====== Stored data ======
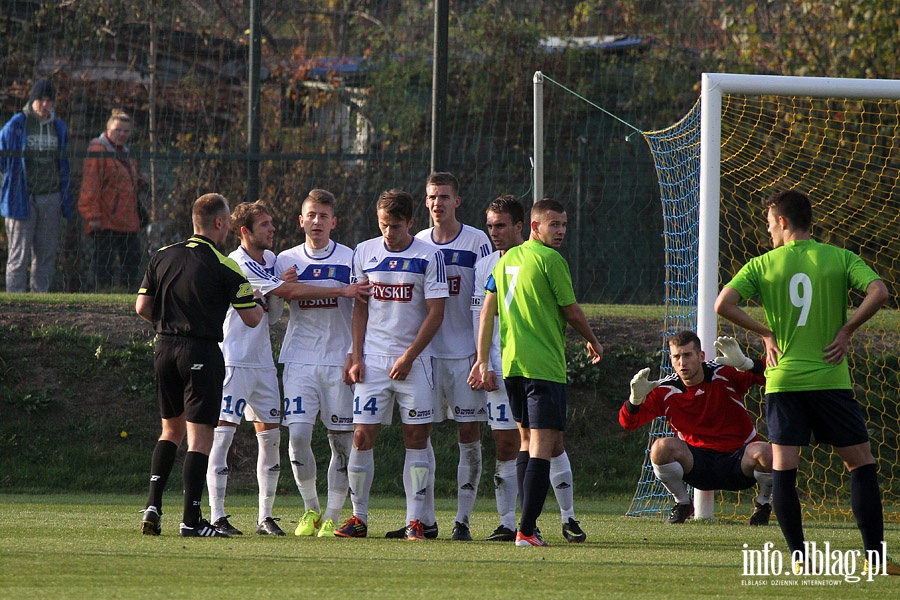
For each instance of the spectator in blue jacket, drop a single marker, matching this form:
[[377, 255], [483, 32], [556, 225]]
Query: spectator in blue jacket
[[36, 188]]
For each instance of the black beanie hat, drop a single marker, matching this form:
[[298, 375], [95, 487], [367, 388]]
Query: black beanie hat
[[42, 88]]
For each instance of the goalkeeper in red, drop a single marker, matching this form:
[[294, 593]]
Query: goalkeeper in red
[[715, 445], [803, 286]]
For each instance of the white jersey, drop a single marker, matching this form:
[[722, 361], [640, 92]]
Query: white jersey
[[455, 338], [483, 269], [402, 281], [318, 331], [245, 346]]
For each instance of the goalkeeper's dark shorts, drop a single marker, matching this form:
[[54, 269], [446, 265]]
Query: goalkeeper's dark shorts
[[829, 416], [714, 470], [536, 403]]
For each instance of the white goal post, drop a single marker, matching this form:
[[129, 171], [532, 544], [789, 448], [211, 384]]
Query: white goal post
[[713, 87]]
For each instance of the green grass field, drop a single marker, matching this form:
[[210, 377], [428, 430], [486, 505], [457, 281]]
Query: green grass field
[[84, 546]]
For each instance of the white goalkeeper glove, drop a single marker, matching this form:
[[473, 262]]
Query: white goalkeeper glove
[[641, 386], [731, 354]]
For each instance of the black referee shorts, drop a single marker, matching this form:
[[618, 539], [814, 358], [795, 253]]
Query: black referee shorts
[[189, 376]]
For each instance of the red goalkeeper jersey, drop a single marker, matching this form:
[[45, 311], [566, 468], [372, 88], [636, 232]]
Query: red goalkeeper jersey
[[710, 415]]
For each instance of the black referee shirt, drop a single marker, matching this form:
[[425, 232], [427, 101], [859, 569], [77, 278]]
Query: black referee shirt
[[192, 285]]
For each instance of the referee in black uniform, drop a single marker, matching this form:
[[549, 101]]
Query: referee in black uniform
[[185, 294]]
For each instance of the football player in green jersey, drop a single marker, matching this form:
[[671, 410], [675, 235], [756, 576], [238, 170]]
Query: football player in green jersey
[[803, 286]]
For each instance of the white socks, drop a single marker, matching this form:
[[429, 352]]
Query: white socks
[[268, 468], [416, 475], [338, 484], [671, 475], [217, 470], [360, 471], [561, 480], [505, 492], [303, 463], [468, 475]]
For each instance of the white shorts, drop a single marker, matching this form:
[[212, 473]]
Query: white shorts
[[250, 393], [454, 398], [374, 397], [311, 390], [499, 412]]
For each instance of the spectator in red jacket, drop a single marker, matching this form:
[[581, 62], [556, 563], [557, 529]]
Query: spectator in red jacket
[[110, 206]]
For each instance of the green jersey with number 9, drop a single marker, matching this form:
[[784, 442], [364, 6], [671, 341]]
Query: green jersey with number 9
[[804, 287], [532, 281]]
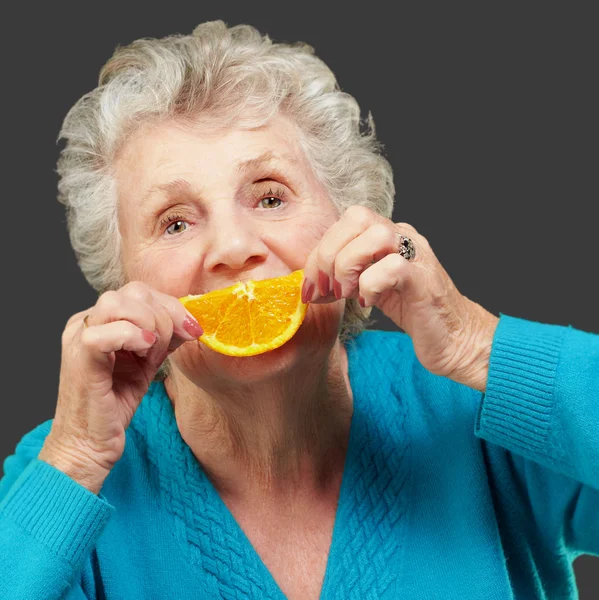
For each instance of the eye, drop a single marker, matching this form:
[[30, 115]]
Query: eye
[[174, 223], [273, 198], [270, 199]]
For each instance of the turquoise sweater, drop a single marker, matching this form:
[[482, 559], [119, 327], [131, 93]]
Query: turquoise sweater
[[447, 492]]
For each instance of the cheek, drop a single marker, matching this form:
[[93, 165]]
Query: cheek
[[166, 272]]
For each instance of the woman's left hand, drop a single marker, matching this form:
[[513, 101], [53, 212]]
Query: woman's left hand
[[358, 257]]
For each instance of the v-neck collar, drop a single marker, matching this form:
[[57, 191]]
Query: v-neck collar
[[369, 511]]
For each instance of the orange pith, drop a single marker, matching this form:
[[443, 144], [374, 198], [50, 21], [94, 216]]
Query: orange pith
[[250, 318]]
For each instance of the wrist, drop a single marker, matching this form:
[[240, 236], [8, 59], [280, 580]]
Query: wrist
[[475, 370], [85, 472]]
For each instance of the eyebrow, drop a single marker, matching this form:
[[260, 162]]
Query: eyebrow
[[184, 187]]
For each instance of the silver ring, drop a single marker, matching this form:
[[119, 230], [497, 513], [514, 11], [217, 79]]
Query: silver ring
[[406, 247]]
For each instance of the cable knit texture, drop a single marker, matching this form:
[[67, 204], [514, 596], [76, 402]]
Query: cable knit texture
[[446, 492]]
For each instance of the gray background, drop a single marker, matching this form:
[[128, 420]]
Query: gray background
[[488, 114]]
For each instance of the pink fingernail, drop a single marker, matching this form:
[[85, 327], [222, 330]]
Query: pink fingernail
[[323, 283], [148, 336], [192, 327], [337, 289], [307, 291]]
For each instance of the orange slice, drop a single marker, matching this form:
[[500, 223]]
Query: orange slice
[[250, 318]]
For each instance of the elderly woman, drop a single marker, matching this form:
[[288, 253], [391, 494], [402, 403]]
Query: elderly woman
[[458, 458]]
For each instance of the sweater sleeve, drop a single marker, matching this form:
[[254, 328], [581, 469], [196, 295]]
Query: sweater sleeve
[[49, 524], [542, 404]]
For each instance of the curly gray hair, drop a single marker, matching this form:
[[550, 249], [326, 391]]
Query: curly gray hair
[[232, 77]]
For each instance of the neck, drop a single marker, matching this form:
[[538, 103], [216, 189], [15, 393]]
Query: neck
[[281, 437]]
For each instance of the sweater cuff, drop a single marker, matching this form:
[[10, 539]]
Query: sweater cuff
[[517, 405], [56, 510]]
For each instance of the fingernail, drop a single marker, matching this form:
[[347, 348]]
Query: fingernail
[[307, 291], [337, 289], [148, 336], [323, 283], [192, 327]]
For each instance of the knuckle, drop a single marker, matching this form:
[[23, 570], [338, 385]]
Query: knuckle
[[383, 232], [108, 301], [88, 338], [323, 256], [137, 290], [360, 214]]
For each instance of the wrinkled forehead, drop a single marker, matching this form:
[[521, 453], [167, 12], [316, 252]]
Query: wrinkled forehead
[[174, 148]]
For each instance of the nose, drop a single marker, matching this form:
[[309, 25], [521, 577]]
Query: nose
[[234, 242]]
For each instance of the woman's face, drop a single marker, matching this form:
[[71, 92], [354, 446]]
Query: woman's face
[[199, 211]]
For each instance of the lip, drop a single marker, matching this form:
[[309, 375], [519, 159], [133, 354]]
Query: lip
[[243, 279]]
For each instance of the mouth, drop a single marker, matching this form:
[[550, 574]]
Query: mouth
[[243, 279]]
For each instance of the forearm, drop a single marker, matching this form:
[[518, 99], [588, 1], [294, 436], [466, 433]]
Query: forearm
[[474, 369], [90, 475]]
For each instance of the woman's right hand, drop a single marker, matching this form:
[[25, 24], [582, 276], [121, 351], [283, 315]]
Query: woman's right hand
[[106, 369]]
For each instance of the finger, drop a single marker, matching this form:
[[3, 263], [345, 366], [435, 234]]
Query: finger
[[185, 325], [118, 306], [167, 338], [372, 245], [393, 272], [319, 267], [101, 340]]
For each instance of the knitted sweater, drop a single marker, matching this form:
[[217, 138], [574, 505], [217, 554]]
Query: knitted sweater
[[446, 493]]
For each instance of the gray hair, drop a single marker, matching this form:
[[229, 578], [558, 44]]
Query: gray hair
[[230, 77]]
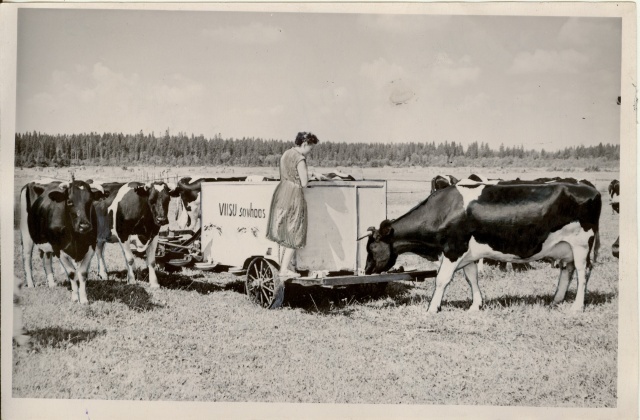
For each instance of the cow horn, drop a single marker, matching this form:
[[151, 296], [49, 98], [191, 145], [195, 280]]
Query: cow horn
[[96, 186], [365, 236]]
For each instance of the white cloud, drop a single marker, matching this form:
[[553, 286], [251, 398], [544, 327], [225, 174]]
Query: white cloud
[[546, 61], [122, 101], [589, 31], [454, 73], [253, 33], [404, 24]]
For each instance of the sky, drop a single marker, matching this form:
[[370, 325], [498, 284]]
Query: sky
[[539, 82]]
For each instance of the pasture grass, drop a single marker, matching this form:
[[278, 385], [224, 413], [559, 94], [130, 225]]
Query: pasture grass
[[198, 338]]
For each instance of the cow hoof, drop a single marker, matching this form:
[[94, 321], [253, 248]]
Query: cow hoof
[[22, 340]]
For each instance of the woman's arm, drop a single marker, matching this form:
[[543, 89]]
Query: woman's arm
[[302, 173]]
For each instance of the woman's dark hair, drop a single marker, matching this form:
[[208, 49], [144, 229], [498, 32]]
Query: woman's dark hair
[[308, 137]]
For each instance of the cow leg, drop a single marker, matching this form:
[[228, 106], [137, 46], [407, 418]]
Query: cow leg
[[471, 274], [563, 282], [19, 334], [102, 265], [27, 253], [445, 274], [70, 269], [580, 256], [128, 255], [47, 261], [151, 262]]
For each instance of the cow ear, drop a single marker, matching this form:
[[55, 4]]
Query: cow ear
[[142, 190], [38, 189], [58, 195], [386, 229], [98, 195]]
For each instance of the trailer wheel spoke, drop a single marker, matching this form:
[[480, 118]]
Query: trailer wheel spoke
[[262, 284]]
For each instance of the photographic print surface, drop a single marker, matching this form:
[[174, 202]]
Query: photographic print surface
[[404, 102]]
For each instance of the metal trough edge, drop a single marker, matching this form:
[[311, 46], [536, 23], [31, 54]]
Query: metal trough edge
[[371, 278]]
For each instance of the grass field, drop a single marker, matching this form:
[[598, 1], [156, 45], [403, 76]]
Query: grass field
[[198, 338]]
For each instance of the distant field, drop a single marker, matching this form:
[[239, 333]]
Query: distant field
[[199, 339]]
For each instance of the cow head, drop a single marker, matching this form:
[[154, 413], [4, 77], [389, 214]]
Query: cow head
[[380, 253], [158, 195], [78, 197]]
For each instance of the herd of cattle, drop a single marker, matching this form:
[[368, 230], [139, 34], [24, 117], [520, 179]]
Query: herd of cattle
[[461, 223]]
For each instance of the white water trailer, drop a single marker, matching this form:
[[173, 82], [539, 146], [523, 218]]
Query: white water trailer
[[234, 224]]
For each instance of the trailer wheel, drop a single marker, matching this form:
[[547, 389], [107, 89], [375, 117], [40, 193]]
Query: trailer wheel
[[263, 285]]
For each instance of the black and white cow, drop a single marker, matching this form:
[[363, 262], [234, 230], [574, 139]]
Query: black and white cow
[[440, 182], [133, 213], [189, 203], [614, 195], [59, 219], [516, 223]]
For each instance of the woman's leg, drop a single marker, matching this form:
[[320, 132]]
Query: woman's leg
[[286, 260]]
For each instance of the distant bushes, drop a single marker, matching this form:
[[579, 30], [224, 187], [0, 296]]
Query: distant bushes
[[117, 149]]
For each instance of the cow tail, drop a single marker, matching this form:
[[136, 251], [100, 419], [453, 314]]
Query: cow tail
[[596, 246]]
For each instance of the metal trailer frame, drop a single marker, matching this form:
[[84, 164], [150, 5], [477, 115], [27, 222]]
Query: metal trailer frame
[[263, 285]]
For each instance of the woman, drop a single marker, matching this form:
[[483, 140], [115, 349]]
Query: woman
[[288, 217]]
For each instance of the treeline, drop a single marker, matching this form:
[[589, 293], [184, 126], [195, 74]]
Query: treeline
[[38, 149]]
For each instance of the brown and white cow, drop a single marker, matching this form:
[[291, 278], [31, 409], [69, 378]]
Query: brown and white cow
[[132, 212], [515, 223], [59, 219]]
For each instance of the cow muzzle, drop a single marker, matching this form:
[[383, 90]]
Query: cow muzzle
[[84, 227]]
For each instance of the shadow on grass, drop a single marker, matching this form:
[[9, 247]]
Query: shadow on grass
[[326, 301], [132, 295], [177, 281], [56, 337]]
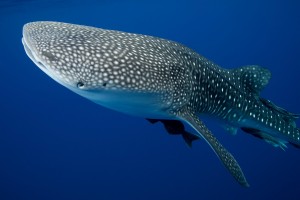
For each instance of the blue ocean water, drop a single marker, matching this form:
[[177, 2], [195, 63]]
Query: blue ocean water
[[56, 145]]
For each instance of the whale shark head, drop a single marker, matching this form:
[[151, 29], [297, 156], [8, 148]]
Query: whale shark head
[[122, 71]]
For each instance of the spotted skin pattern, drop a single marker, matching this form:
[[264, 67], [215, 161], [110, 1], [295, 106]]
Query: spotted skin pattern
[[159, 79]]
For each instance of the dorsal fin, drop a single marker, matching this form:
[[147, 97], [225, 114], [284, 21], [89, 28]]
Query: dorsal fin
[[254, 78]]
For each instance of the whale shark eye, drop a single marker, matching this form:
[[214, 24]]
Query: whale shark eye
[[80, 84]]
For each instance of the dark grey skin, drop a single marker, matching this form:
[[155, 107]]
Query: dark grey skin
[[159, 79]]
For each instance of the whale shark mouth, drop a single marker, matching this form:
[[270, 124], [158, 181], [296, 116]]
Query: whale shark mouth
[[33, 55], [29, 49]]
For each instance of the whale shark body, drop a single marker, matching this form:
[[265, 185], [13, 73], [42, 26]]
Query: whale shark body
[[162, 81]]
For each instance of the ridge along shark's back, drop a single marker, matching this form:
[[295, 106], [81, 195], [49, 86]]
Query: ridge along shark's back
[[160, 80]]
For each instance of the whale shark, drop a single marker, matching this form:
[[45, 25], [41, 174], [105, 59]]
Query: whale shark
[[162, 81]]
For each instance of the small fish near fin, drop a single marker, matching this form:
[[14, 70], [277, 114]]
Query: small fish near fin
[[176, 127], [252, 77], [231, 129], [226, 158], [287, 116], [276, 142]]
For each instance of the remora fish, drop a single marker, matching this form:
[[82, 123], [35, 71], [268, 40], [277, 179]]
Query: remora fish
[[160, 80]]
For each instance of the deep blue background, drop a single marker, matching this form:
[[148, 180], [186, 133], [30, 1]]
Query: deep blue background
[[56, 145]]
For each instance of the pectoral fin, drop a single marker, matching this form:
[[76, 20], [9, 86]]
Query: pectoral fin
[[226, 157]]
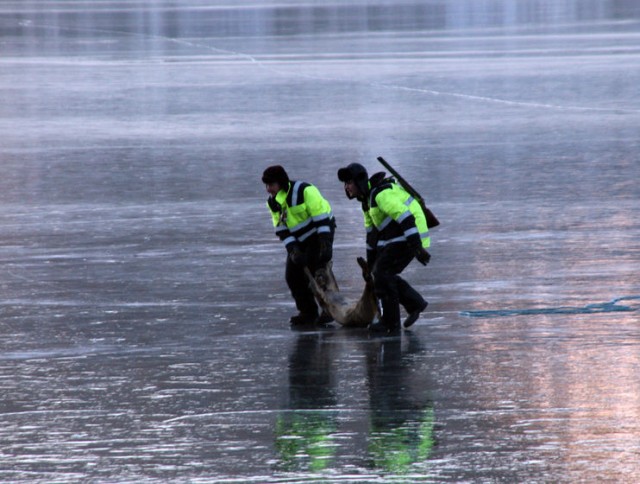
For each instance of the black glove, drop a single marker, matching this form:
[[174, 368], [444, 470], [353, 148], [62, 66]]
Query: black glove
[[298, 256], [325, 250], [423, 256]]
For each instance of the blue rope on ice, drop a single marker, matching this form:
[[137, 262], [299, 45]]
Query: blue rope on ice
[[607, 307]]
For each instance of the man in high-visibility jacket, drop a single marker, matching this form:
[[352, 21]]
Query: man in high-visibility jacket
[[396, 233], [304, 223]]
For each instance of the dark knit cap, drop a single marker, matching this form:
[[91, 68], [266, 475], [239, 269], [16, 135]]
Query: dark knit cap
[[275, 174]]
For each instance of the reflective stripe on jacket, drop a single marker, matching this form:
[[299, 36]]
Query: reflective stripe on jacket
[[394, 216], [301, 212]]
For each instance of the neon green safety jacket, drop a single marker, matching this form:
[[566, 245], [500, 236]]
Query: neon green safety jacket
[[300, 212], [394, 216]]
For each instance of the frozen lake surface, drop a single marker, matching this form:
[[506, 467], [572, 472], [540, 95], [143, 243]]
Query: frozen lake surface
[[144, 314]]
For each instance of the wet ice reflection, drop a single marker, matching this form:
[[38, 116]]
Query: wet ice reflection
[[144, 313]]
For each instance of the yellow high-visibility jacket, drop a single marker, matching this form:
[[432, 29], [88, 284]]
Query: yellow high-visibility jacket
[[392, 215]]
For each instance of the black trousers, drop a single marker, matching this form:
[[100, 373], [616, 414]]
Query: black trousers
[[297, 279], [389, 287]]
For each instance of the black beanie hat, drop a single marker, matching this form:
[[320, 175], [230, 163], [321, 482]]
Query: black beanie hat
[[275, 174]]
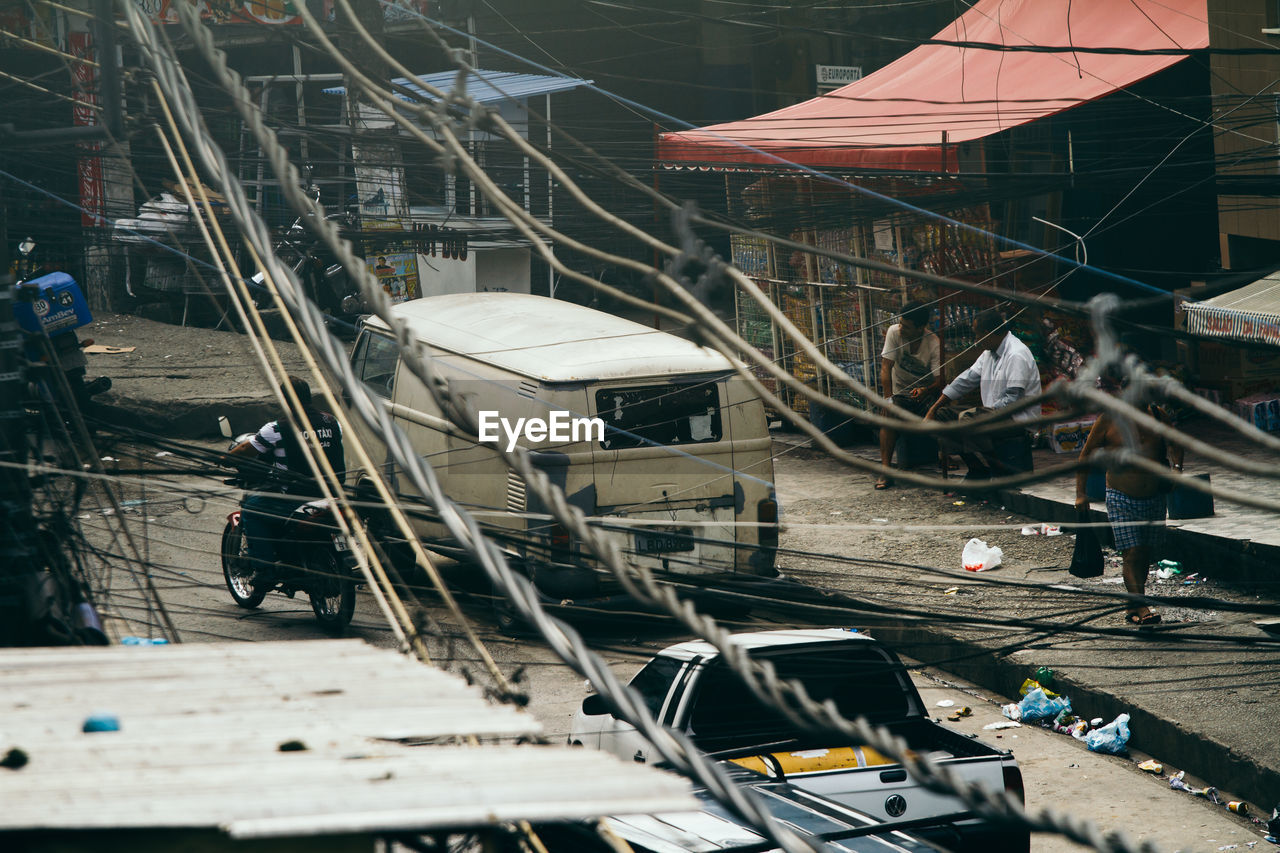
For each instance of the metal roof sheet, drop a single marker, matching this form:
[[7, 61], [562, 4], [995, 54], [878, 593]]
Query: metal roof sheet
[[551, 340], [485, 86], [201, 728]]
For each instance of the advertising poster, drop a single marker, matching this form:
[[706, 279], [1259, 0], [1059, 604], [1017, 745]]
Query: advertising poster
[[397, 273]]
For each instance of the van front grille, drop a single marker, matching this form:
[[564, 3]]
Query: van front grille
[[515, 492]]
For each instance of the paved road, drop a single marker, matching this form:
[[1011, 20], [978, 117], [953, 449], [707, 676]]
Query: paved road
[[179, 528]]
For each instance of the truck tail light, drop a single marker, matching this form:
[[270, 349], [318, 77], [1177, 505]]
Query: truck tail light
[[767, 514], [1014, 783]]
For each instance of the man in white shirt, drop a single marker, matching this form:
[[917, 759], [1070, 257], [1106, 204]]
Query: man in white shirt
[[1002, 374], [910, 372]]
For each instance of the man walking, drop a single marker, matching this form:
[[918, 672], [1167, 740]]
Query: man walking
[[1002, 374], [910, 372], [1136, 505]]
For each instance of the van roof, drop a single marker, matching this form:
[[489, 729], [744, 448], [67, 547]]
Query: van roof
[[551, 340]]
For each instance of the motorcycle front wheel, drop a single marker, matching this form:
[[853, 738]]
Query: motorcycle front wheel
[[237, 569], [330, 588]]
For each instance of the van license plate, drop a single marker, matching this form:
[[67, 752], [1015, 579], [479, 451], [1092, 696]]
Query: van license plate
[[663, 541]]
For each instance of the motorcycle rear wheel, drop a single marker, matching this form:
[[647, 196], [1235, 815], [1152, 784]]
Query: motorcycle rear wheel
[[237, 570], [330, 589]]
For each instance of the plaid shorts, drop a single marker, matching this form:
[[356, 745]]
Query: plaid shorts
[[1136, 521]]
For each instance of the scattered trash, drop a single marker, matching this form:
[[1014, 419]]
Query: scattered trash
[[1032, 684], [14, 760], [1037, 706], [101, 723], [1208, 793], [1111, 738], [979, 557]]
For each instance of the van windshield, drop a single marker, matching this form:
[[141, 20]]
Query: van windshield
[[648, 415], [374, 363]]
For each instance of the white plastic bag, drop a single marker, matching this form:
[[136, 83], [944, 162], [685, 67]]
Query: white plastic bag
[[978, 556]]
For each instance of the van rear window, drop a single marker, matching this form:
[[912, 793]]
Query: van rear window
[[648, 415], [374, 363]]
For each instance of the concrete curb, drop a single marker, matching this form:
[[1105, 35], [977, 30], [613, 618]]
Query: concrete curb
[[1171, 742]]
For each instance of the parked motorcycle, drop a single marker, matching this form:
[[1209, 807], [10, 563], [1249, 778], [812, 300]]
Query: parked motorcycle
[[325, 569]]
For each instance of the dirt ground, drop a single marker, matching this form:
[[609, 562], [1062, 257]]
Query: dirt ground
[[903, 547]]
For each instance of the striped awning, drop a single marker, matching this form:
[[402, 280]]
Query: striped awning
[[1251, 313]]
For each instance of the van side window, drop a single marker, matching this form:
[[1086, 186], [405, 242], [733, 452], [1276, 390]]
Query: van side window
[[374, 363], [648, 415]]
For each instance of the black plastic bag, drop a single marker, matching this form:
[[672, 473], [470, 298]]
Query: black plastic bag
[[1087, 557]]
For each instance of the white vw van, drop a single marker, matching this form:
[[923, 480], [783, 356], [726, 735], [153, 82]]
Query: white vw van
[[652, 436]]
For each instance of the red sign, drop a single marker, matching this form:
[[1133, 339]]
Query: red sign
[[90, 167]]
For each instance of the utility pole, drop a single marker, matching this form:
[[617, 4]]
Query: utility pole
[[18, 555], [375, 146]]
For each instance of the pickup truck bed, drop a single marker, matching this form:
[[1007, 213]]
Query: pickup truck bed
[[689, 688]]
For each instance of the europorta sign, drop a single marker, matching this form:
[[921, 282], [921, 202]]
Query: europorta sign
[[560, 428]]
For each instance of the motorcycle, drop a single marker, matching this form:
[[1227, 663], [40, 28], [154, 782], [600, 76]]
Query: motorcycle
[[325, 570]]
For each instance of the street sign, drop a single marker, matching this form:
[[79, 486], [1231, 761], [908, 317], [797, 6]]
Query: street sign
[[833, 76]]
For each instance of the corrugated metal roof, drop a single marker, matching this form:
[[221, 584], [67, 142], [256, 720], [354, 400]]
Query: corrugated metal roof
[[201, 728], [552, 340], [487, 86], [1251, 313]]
======
*Set problem*: Copy back, unchanged, everything from the line containing "For each instance of the pink" down to the line containing "[[281, 437]]", including both of those lines.

*Problem solution*:
For each instance of the pink fingernail, drop a single marker, matching this form:
[[85, 327], [222, 330]]
Query: pink fingernail
[[323, 283], [148, 336], [192, 327], [337, 289], [307, 291]]
For each instance of the orange slice, drop a single marker, matching this form:
[[500, 223]]
Query: orange slice
[[250, 318]]
For each instance of the elderly woman, drop a single marker, matching this form:
[[288, 253], [391, 494], [402, 403]]
Query: elderly woman
[[458, 458]]
For each instance of the sweater sleeve, drop a single marker, matching this form:
[[254, 328], [581, 469], [196, 295]]
Query: sweater sleeve
[[49, 524], [542, 404]]
For each instance of the curly gray hair, drop a single marker, matching this form:
[[550, 249], [326, 391]]
Query: curly gray hair
[[232, 77]]
For each instance of the neck, drop a single marker, matching this form:
[[538, 103], [216, 189], [15, 393]]
Query: neck
[[281, 437]]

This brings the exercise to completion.